**Problem statement:**
Copy the data below word for word, starting at its first line and ending with the line that contains "[20,121,108,144]", including both.

**Information shown:**
····················

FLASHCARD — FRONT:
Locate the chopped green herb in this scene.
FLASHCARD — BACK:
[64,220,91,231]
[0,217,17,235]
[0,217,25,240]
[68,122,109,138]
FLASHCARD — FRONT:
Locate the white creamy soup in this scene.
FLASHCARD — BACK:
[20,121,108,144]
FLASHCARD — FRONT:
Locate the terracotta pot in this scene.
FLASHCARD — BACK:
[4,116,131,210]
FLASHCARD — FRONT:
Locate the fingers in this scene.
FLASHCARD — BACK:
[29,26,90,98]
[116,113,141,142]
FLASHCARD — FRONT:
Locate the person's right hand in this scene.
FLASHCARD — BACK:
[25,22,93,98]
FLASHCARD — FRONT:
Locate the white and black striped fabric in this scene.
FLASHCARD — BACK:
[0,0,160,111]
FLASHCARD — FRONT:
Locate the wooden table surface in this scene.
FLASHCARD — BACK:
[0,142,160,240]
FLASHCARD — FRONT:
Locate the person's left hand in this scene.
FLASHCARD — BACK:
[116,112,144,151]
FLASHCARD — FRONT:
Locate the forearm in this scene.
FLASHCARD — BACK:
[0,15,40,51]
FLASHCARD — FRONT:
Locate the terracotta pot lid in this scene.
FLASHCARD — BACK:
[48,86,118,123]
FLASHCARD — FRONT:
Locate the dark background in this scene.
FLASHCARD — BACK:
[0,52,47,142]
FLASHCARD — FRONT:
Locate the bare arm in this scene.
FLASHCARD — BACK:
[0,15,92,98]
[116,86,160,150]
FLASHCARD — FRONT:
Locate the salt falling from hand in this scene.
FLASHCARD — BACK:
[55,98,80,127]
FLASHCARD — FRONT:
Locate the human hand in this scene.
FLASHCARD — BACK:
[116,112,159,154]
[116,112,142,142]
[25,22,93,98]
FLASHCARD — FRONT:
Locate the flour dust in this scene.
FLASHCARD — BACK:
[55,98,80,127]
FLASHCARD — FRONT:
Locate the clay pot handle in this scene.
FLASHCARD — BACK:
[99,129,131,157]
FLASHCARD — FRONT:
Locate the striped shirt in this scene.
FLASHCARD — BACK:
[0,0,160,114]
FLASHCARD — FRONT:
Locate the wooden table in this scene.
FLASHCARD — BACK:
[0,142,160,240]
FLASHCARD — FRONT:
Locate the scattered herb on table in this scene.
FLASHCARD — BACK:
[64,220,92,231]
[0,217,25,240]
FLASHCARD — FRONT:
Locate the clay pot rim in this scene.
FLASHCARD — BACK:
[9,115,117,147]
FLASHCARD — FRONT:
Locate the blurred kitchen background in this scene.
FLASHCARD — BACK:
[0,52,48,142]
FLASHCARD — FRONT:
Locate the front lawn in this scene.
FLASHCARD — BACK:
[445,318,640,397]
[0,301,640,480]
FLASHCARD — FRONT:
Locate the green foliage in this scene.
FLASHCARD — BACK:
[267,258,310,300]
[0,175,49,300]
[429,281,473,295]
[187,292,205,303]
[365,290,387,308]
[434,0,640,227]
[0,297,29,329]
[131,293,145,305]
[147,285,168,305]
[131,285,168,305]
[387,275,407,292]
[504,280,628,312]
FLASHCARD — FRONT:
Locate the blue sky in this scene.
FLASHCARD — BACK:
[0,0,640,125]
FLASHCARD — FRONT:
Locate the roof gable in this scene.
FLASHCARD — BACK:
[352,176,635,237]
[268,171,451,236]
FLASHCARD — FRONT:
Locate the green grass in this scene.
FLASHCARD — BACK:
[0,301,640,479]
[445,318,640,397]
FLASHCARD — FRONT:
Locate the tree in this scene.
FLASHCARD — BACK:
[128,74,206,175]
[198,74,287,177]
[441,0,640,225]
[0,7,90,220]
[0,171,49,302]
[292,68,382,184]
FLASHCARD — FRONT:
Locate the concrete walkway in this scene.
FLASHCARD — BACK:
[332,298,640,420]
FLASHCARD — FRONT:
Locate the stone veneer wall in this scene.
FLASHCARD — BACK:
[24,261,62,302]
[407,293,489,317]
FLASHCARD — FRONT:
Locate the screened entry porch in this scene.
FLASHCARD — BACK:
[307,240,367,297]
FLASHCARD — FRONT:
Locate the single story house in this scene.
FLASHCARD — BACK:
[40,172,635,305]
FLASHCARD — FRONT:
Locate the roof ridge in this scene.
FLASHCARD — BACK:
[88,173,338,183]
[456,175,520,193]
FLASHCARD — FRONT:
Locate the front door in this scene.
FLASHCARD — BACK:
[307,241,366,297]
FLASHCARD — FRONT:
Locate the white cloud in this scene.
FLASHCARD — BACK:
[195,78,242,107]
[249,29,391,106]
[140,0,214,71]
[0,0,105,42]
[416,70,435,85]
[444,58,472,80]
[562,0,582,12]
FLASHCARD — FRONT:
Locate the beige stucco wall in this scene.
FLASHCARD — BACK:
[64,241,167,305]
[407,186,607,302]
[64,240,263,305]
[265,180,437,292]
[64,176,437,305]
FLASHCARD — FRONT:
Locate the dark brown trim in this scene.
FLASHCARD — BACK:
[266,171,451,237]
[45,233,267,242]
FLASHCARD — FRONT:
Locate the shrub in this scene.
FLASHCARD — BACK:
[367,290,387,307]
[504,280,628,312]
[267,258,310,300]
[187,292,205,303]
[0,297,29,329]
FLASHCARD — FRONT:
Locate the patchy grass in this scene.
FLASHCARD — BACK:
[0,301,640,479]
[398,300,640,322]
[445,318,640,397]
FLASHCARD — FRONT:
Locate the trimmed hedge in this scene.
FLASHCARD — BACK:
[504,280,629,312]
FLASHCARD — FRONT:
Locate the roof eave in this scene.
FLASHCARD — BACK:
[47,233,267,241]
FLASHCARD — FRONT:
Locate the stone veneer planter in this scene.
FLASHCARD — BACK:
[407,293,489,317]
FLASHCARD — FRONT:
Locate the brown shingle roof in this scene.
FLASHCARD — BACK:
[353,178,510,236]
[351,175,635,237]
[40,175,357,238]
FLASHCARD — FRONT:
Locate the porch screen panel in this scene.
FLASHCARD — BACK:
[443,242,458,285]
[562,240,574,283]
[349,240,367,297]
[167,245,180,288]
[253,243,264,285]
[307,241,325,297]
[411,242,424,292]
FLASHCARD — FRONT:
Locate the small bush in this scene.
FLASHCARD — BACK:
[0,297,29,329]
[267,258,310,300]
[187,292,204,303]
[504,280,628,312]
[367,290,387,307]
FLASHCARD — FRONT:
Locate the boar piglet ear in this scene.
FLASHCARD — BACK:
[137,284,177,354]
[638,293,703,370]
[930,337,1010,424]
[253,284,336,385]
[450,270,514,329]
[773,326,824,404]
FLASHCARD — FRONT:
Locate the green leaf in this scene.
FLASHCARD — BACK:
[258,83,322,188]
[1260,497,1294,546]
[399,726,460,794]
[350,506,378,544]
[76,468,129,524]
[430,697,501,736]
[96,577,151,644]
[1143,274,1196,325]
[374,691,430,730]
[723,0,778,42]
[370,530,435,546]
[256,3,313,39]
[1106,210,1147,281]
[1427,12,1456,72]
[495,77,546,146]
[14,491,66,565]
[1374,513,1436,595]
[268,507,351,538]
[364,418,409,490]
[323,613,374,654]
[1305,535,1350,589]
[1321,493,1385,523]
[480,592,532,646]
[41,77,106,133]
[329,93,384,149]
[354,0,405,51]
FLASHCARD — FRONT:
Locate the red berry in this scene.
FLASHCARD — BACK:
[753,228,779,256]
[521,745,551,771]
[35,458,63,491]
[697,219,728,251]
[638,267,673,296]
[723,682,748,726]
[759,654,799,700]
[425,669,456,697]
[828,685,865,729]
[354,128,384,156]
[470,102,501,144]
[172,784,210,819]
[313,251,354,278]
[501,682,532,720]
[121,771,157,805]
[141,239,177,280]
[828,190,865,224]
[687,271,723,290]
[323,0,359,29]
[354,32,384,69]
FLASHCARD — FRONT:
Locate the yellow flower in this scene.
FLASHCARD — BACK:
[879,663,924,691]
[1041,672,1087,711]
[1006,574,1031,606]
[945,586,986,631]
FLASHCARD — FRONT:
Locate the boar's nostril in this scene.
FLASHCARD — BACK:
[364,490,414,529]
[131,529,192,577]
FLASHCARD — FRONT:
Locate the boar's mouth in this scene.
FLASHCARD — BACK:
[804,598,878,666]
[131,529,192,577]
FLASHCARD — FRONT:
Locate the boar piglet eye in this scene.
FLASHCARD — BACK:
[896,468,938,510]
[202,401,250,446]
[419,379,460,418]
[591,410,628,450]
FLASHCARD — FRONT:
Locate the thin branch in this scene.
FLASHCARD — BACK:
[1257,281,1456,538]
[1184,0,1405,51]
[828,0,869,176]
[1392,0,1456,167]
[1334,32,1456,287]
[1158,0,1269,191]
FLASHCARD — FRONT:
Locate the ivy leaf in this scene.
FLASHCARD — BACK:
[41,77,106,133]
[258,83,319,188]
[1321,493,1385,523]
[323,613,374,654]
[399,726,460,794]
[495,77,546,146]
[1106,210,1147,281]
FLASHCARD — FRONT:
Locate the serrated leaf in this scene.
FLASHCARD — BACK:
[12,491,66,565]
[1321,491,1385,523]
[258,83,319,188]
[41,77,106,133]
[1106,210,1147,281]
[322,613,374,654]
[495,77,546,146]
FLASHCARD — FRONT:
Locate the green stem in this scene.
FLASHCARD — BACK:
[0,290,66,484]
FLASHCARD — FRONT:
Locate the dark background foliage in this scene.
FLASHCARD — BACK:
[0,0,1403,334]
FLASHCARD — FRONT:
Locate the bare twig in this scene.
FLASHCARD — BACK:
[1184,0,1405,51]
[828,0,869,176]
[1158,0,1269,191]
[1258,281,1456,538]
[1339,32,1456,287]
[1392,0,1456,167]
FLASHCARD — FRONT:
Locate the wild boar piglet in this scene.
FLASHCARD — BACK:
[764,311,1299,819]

····················

**Answer to this exercise:**
FLASHCARD — FRONT:
Locate the chopped green herb in this scene.
FLASHCARD — BACK:
[64,220,91,231]
[0,217,17,235]
[0,217,25,240]
[68,122,109,138]
FLASHCARD — FRONT:
Locate the white creamy soup in this scene.
FLASHCARD — BACK:
[20,121,108,144]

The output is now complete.